▶ Problem description: Word-for-word transcription needed. Include every entry below but no pictures.

-- Records for this task follows --

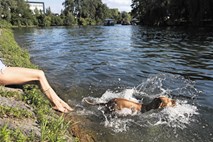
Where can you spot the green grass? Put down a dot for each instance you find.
(53, 127)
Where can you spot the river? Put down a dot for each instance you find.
(133, 62)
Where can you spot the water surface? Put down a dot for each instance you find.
(133, 62)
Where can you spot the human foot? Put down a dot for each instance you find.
(61, 109)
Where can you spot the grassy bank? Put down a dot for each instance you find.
(30, 106)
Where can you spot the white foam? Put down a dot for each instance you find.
(178, 116)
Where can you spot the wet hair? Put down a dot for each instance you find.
(154, 104)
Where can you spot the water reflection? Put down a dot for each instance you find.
(91, 61)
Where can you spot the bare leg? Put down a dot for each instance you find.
(16, 75)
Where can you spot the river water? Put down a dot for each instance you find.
(133, 62)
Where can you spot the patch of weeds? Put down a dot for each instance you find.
(15, 112)
(53, 127)
(11, 94)
(8, 135)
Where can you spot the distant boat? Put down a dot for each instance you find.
(109, 22)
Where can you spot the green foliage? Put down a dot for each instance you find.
(5, 24)
(11, 52)
(8, 135)
(53, 127)
(173, 12)
(15, 112)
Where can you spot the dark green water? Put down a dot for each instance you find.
(131, 61)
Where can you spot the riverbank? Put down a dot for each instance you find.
(25, 113)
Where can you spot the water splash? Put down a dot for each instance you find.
(173, 86)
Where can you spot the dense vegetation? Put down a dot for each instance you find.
(51, 126)
(83, 12)
(173, 12)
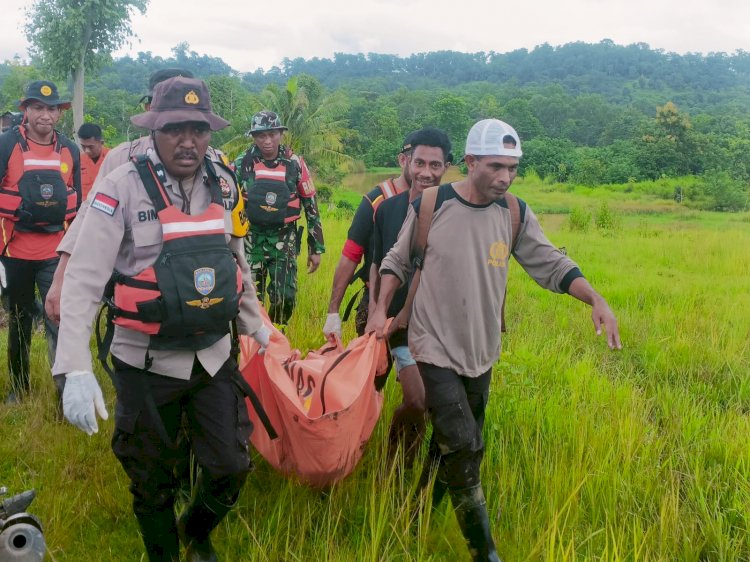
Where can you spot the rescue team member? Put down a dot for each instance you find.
(454, 331)
(428, 160)
(278, 186)
(94, 151)
(10, 119)
(164, 225)
(115, 157)
(358, 246)
(40, 192)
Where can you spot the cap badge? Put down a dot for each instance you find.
(192, 98)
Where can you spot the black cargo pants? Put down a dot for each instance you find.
(23, 277)
(456, 405)
(217, 427)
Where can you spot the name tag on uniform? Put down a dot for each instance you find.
(105, 204)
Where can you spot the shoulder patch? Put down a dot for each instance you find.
(105, 204)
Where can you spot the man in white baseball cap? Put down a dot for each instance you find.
(455, 327)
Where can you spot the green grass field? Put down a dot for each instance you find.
(642, 454)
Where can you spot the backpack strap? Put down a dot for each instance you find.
(515, 225)
(515, 218)
(418, 247)
(151, 181)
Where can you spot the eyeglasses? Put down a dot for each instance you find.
(197, 130)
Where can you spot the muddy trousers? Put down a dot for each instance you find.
(456, 405)
(23, 277)
(218, 429)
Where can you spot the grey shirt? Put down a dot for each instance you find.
(455, 321)
(129, 240)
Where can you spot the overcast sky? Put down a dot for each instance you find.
(248, 38)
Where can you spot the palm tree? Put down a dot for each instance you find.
(316, 120)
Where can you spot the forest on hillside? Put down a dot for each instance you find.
(588, 114)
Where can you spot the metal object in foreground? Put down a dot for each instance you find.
(21, 537)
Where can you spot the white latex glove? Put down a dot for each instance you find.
(82, 400)
(332, 325)
(263, 337)
(3, 278)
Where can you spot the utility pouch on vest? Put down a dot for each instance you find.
(187, 298)
(196, 307)
(44, 198)
(272, 199)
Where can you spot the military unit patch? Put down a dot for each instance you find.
(226, 189)
(204, 279)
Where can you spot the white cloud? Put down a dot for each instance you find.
(247, 37)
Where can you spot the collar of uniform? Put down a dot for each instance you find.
(170, 182)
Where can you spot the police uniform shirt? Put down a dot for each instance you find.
(121, 231)
(115, 158)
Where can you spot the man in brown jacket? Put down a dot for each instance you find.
(454, 330)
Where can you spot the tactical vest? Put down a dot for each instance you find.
(189, 296)
(40, 201)
(272, 199)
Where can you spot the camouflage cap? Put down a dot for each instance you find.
(161, 75)
(179, 100)
(45, 92)
(266, 121)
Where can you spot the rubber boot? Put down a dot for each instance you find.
(159, 535)
(471, 511)
(203, 514)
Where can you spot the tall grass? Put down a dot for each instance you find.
(640, 455)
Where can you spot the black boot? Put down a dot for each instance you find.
(433, 463)
(211, 502)
(159, 535)
(471, 511)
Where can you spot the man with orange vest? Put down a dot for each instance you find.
(40, 192)
(163, 230)
(94, 151)
(358, 247)
(278, 186)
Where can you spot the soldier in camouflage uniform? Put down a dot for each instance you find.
(277, 186)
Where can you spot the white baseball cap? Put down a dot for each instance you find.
(486, 139)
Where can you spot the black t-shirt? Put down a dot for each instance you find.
(360, 231)
(389, 219)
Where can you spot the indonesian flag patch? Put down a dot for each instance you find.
(105, 203)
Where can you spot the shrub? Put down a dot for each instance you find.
(579, 220)
(606, 221)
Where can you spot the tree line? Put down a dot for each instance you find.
(587, 113)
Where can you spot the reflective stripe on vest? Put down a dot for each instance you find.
(187, 298)
(272, 199)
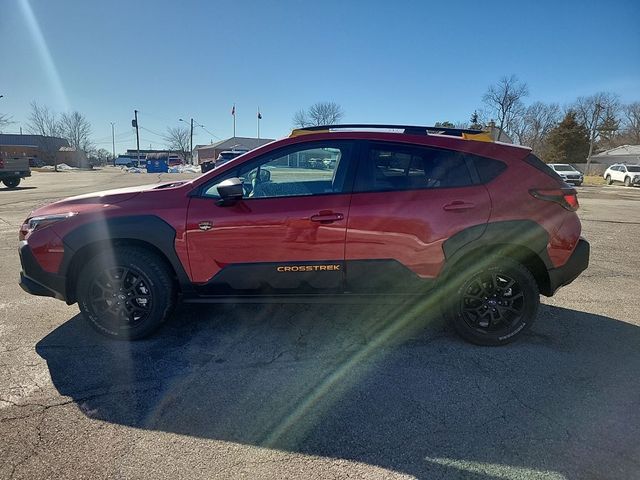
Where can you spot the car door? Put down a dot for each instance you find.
(407, 202)
(286, 235)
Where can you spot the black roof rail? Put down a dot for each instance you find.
(408, 129)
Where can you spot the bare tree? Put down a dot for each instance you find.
(76, 129)
(320, 113)
(178, 139)
(5, 121)
(44, 122)
(533, 128)
(631, 122)
(300, 119)
(592, 110)
(504, 101)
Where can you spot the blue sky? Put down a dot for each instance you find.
(392, 62)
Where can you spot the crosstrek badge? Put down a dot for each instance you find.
(308, 268)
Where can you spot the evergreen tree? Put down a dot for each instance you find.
(568, 142)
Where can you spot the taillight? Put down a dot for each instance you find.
(566, 197)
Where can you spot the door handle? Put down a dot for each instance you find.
(458, 206)
(327, 217)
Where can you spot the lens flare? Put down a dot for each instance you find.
(43, 49)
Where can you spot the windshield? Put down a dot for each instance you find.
(564, 168)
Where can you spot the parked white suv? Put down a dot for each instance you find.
(568, 173)
(627, 174)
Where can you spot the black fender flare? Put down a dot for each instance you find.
(522, 235)
(148, 229)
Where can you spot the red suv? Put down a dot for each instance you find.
(347, 213)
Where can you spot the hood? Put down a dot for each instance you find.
(89, 201)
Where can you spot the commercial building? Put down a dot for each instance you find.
(207, 153)
(35, 147)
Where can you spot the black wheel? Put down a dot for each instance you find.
(126, 293)
(494, 305)
(11, 182)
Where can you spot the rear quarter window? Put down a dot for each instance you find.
(487, 168)
(538, 164)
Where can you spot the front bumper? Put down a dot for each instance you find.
(567, 273)
(35, 280)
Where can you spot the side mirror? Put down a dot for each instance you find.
(230, 190)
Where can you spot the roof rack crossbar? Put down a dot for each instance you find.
(408, 129)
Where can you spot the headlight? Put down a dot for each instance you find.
(41, 221)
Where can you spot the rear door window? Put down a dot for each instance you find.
(403, 167)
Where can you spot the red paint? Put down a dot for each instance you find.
(409, 226)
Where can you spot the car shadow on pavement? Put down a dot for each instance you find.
(372, 384)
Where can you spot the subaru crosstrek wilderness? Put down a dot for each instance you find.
(341, 213)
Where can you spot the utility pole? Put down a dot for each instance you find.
(258, 120)
(233, 113)
(596, 114)
(135, 124)
(113, 141)
(191, 144)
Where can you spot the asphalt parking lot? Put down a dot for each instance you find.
(323, 391)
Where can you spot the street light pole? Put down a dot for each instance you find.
(191, 144)
(135, 113)
(596, 114)
(113, 141)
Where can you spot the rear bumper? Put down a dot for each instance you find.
(35, 280)
(567, 273)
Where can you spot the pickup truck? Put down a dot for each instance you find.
(12, 170)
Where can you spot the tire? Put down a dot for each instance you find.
(126, 294)
(494, 305)
(11, 182)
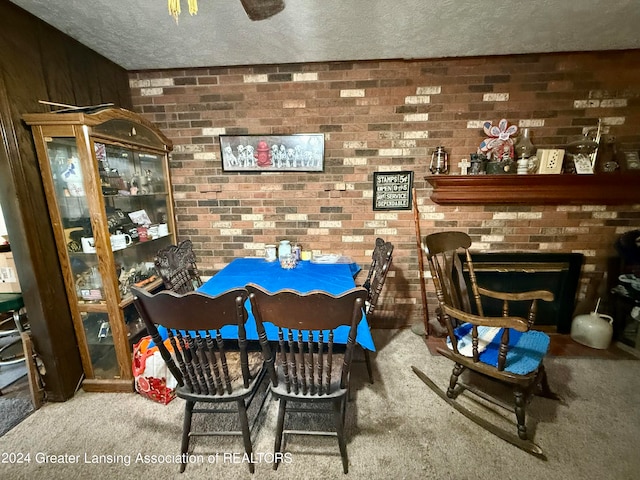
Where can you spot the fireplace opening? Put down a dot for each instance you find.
(522, 271)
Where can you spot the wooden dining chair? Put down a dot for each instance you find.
(503, 348)
(176, 264)
(380, 263)
(208, 369)
(304, 368)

-- Records for this task concluded --

▶ Task solution:
Where can you spot the green grass? Put down a dot for each instance you find.
(53, 127)
Where can you spot the river? Put down a dot for each instance you find.
(133, 62)
Where can you spot the water surface? Put down a dot for each instance you find.
(133, 62)
Where can you spot the human foot? Put down a dot for each instance you find.
(61, 109)
Where can you spot the grassy bank? Put down a dot for each instance you find.
(30, 106)
Where can you spot the white foam? Put down a dot for each instance you find.
(178, 116)
Where can you spot the wet hair? Put down a dot for each instance you find.
(154, 104)
Where can you spot the water reflection? Put down a dot for each instance you find.
(91, 61)
Where can you spot the bare leg? Put down a dot for each instance you find.
(16, 75)
Where can you spot the river water? Put down a dot for each instance you find.
(133, 62)
Where can you spot the patch of weeds? Put down a dot for each instance you find.
(15, 112)
(53, 127)
(11, 94)
(8, 135)
Where can you spot the distant boat? Put down a dot for each instance you find.
(109, 22)
Where can you spot the green foliage? Put down a dot for each instance you find.
(5, 24)
(11, 52)
(8, 135)
(53, 127)
(173, 12)
(15, 112)
Where can you spot the dark green water? Put down a dot for each instance you find.
(131, 61)
Where can you spot the riverbank? Put down a dot for each instance you find.
(25, 113)
Where can you spot the water splash? Put down a dot for each instance you find.
(173, 86)
Where can you spot the dense vegetation? Put down a dot for each instance you find.
(51, 126)
(83, 12)
(173, 12)
Where can you spot the rescue team member? Put down a dot for each instance you find.
(454, 331)
(428, 160)
(278, 186)
(94, 151)
(10, 119)
(164, 225)
(115, 157)
(358, 246)
(40, 192)
Where can you spot the cap badge? Put down a dot for each instance you find.
(192, 98)
Where can you spot the black cargo pants? Put down a dot for each instance you find.
(23, 277)
(456, 405)
(217, 427)
Where can you spot the name tag on uniform? Put down a dot for each instance you find.
(105, 204)
Where can you spot the shoulder patch? Put down a dot for each instance you find.
(105, 204)
Where can you spot the man in white baseball cap? Put down a dot for each instance you find.
(455, 327)
Where can you spot the green grass field? Put down a dot for each instance you find.
(642, 454)
Where can you spot the backpack strap? Put down a dot for each instance you find.
(515, 225)
(515, 218)
(418, 247)
(151, 181)
Where can you spot the eyeglasses? Put down a dot for each instance you find.
(197, 130)
Where can you spot the muddy trousers? Put down a dot for each instance you find.
(456, 405)
(23, 277)
(218, 429)
Where can you spot the grey shirt? Put down a dot for each instance you find.
(455, 321)
(129, 240)
Where can you spot the overcast sky? Put down a dot for each instance you find.
(248, 38)
Where can you spot the palm tree? Put down a dot for each instance you find.
(316, 120)
Where can you spot the forest on hillside? Put down a dot for each instance you find.
(588, 114)
Where can you spot the metal object in foreground? Put down a dot for each instance you find.
(21, 537)
Where can you spot the white latex glove? Put down a dot for each instance you find.
(82, 400)
(332, 325)
(263, 337)
(3, 278)
Where can you spot the utility pouch on vest? Put down a dot for each instance you find.
(187, 298)
(196, 307)
(44, 198)
(272, 199)
Where can you spot the military unit patch? Put down a dot for each instance you find.
(226, 189)
(204, 279)
Where can you spot the white cloud? Put down a dot for each instance you find.
(247, 37)
Where can you spot the collar of uniform? Put down a dot for each instance you find.
(170, 182)
Where can you spot the police uniform shirt? Put down a dot for each instance you find.
(121, 231)
(115, 158)
Where can you spot the man in brown jacket? Put down a dot for each instance you find.
(454, 330)
Where can you spot the tactical vest? Put down a dot for each instance you find.
(189, 296)
(40, 201)
(272, 199)
Where can you spot the camouflage cap? Put down a dot for each instance you find.
(161, 75)
(179, 100)
(45, 92)
(266, 121)
Where can you spot the rubber boot? Put down a dot for each instance you find.
(159, 535)
(471, 511)
(203, 514)
Where can you spot the tall grass? Put down a dot for each instance you find.
(640, 455)
Where can you spot the black boot? Put down a dot for each instance you find.
(433, 463)
(211, 502)
(159, 535)
(471, 511)
Where can you spot the man with orange vest? Put down a dot for each instance you find.
(40, 192)
(163, 230)
(94, 151)
(358, 247)
(278, 186)
Where can you spot the soldier in camouflage uniform? Put down a dot for each instance you find.
(277, 186)
Where can you spot the white baseball cap? Put down a dot for each instance you find.
(486, 139)
Where can you spot the black t-shirt? Put down a dot for each instance you find.
(360, 231)
(389, 219)
Where can you spot the indonesian flag patch? Put down a dot for each instance you find.
(105, 203)
Where can you spot the shrub? Put down a dot for each instance you find.
(579, 220)
(606, 221)
Where can you spot the tree line? Put down a dot for each instance you find.
(587, 113)
Where can you spot the reflective stripe on vest? Put down a dot for each instance you find.
(187, 298)
(272, 199)
Where can you spot the car door? Put down a dot for each instance you find.
(407, 202)
(286, 235)
Where can you spot the black roof rail? Put down a dot for each instance you find.
(408, 129)
Where can you spot the bare tree? Put down a dot for each instance you find.
(76, 129)
(320, 113)
(178, 139)
(5, 121)
(44, 122)
(533, 128)
(631, 122)
(300, 119)
(592, 110)
(504, 101)
Where can you spot the blue sky? Put down a dot for each instance you find.
(392, 62)
Where can you spot the crosstrek badge? Put down a dot for each instance you find.
(308, 268)
Where can you spot the evergreen tree? Put down a dot for each instance you find.
(568, 142)
Where can you spot the taillight? Put down a dot for each instance you find.
(566, 197)
Where can you spot the door handle? Put down a dot for each instance you find.
(458, 206)
(327, 217)
Where can you spot the lens flare? Put down a dot for each instance you find.
(43, 49)
Where can you spot the windshield? Put down a dot for each instance you find.
(564, 168)
Where can you spot the parked white suv? Put down a dot for each instance you find.
(568, 173)
(627, 174)
Where can you spot the black fender flare? Put down a dot for each instance you find.
(522, 235)
(148, 229)
Where can you spot the red suv? Put down a dot for each instance you find.
(347, 213)
Where can you spot the hood? Put down a dot for each instance you find.
(89, 201)
Where can you spot the commercial building? Put down a dot for each instance you find.
(207, 153)
(35, 147)
Where can you spot the black wheel? Put down a dot for each instance you find.
(126, 293)
(494, 305)
(11, 182)
Where can you spot the rear quarter window? Put down a dot for each instance you find.
(487, 168)
(538, 164)
Where can you spot the front bumper? Put down a dot for each instance you find.
(567, 273)
(35, 280)
Where can you spot the side mirror? Put down a dot for each instance you find.
(230, 190)
Where can you spot the roof rack crossbar? Put down a dot for each instance you find.
(408, 129)
Where can you spot the headlight? Put down a dot for each instance you find.
(41, 221)
Where can you spot the rear door window? Put down a dot for each instance you find.
(403, 167)
Where can you spot the red paint? Put down a dot for each instance you find.
(409, 226)
Where can you spot the car shadow on pavement? Put down a dot for each instance you find.
(372, 384)
Where can you spot the subaru crosstrek wilderness? Put down a dot for each instance you find.
(341, 213)
Where can you spot the utility pole? Put down a dot for each instance you find.
(258, 120)
(233, 113)
(596, 114)
(135, 124)
(113, 141)
(191, 144)
Where can you spot the asphalt parking lot? Put down a dot for each instance you find.
(323, 391)
Where can you spot the street light pole? Put down a dot for each instance you find.
(191, 144)
(135, 113)
(596, 114)
(113, 141)
Where can you spot the rear bumper? Put down a dot for each instance you find.
(35, 280)
(567, 273)
Where can you spot the pickup truck? Put down a dot for each instance you find.
(12, 170)
Where can you spot the tire? Put down a dot for each instance you find.
(126, 294)
(494, 305)
(11, 182)
Where can you spot the fireplace opening? Put down a dot for each instance you find.
(522, 271)
Where can you spot the wooden dining chair? Put down a dot for each instance you find.
(503, 348)
(176, 264)
(380, 263)
(208, 369)
(304, 368)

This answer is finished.